:: Data rows ::
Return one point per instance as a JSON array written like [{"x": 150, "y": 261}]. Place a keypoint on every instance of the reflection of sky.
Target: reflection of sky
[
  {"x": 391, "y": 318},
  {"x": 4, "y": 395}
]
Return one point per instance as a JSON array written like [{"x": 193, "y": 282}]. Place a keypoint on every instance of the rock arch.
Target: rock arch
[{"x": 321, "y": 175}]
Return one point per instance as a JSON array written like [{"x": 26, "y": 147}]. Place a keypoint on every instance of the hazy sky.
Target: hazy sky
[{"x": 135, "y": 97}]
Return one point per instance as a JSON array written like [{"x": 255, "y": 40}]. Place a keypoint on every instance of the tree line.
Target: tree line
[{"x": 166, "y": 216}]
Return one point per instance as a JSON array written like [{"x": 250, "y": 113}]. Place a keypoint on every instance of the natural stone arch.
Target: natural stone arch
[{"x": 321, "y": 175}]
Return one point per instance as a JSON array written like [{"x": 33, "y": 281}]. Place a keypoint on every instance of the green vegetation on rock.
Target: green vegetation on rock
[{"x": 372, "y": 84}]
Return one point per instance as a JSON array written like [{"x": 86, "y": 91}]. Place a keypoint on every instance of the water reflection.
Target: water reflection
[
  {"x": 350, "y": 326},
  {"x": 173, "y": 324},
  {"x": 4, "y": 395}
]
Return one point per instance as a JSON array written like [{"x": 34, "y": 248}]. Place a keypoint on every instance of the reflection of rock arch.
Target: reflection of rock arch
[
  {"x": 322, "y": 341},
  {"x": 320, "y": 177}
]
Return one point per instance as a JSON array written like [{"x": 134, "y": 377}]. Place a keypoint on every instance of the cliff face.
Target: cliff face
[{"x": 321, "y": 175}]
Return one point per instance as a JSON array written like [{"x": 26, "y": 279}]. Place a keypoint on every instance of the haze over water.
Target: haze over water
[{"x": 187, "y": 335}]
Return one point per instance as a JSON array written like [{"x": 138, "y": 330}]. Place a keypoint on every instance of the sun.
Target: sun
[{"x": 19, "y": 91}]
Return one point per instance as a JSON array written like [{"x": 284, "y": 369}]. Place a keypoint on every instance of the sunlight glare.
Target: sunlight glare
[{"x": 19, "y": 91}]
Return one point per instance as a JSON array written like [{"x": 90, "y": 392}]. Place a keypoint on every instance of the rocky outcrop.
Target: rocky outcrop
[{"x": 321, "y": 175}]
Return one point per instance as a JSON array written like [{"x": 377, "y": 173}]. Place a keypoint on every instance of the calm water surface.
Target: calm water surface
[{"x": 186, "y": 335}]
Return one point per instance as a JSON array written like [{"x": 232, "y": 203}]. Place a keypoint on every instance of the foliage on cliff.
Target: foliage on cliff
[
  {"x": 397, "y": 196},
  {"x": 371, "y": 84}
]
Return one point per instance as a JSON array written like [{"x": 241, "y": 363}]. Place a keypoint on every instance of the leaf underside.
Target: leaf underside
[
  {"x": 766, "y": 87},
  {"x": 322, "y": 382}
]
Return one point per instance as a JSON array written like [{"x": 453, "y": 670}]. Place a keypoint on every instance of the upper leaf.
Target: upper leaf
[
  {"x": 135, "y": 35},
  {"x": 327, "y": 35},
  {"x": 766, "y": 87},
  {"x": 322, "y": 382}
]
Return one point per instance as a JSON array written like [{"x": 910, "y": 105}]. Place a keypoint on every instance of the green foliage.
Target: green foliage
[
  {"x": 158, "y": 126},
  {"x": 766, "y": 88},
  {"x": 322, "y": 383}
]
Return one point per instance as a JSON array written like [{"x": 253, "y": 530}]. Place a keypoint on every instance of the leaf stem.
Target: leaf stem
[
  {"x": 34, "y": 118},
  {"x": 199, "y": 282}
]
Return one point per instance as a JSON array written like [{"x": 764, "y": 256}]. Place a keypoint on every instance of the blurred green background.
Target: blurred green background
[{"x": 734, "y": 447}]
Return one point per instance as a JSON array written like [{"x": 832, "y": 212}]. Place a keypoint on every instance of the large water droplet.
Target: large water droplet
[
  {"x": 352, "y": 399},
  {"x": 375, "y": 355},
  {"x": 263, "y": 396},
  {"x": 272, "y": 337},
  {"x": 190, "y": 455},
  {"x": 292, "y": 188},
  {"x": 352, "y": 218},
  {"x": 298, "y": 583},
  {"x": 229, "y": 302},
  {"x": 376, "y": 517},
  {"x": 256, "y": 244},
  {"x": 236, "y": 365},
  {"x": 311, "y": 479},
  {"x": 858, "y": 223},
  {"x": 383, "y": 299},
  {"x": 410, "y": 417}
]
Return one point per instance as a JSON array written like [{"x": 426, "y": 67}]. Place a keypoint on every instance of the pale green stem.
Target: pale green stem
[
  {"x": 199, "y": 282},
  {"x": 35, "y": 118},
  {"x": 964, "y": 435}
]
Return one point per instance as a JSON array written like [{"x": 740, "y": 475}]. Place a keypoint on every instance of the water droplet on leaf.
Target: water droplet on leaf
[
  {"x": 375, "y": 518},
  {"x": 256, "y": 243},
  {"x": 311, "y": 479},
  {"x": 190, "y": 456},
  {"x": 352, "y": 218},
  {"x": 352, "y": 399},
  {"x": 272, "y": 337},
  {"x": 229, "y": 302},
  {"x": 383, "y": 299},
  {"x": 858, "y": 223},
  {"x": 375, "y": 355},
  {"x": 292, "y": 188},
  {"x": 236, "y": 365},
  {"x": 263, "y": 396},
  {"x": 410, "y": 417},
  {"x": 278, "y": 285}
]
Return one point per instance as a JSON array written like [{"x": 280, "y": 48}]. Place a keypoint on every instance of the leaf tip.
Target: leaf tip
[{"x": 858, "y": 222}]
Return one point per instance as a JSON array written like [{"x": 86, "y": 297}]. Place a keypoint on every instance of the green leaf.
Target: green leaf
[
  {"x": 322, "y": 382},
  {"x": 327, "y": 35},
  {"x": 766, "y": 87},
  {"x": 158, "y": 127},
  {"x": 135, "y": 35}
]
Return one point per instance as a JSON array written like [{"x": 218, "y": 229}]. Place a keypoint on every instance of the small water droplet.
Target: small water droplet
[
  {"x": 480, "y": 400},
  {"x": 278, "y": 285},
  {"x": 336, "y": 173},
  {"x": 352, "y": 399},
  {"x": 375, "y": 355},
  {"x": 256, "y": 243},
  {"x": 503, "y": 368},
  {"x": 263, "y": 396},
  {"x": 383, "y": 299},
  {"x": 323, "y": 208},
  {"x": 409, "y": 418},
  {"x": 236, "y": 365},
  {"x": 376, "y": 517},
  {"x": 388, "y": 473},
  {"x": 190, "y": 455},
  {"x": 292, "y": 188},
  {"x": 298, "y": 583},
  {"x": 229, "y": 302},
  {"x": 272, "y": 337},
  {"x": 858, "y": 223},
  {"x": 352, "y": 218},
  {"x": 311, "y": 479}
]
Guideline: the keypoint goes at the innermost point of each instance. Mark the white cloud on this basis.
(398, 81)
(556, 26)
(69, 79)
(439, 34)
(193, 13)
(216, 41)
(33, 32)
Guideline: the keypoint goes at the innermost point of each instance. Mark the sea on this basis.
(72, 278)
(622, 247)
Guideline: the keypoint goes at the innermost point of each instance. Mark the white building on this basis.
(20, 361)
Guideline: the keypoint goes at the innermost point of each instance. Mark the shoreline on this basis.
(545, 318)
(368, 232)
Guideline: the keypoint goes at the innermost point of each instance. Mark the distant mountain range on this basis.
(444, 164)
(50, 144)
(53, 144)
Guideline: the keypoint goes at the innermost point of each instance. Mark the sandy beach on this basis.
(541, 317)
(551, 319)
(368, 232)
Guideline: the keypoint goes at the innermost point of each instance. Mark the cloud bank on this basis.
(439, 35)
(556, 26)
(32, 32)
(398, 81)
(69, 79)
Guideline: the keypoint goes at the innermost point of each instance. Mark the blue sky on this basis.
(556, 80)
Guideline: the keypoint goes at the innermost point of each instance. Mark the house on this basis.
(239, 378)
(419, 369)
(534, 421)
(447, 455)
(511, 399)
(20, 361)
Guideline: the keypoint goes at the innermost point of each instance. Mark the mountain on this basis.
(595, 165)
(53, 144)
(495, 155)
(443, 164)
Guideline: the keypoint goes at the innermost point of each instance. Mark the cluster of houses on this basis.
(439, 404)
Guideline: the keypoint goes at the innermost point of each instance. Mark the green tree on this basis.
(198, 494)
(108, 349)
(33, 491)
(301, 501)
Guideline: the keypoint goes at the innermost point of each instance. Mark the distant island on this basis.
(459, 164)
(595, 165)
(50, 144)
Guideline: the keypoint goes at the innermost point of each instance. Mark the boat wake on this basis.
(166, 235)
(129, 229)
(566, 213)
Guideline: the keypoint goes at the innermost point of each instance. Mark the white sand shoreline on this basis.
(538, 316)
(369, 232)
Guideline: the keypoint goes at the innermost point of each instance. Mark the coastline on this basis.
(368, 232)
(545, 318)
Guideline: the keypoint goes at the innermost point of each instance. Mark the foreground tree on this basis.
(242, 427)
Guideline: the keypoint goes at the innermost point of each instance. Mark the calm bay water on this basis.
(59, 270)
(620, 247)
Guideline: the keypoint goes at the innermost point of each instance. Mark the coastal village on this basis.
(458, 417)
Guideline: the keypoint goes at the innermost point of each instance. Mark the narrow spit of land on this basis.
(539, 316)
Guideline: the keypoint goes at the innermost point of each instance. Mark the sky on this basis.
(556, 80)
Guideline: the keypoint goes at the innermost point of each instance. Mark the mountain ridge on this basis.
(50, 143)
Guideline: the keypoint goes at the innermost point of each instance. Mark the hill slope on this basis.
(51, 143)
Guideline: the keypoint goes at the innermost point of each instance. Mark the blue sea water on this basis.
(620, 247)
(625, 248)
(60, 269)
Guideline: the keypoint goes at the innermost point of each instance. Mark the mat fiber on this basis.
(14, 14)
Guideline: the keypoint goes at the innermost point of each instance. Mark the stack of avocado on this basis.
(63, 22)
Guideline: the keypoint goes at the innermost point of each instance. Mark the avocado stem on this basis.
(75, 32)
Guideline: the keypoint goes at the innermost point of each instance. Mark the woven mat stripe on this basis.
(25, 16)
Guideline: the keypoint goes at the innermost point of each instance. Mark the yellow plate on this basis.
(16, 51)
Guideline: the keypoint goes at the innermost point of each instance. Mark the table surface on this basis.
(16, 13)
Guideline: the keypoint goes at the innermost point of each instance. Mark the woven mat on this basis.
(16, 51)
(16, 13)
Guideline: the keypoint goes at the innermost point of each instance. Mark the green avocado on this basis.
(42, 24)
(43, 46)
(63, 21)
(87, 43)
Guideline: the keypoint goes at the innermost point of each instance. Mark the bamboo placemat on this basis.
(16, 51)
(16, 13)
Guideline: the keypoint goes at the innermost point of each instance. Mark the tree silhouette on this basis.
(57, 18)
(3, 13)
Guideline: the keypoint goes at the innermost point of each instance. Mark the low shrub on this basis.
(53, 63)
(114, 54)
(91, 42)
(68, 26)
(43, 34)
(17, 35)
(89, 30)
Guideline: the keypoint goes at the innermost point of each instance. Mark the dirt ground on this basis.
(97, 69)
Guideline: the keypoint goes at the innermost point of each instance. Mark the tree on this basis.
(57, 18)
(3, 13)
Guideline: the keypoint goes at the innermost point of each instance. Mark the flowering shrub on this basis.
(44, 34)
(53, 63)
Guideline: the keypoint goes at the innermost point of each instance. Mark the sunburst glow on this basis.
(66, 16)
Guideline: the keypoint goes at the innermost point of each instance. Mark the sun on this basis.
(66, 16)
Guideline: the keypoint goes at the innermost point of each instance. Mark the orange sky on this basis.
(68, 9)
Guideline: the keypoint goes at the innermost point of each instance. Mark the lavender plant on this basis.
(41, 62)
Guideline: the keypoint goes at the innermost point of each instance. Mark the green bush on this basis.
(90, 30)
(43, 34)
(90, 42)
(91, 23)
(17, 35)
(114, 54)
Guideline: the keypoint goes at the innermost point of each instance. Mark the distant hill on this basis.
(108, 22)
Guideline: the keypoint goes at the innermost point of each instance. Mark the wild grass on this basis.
:::
> [Short task]: From the line with "glow on this basis." to the last line of the material, give every line again exactly, and only those lines.

> [The output]:
Guideline: the keypoint goes at the innermost point of each instance. Mark the sunburst glow on this basis.
(66, 16)
Guideline: the keypoint goes at the innermost point of each instance. Mark the sun on this basis.
(66, 16)
Guideline: the keypoint goes at the innermost point of each instance. Mark the orange sky on this basis.
(68, 9)
Guideline: the keypoint goes at the innermost point of each instance. Mark the lavender plant on this basis.
(41, 62)
Guideline: the keypoint goes at the innermost point of each instance. Mark the green bush on this basis.
(90, 30)
(43, 34)
(90, 42)
(91, 23)
(17, 35)
(114, 54)
Guideline: the keypoint goes at the innermost point of each instance. Mark the distant hill on this basis.
(108, 22)
Guideline: the keypoint goes at the innermost point of each instance. Mark the wild grass on this basis.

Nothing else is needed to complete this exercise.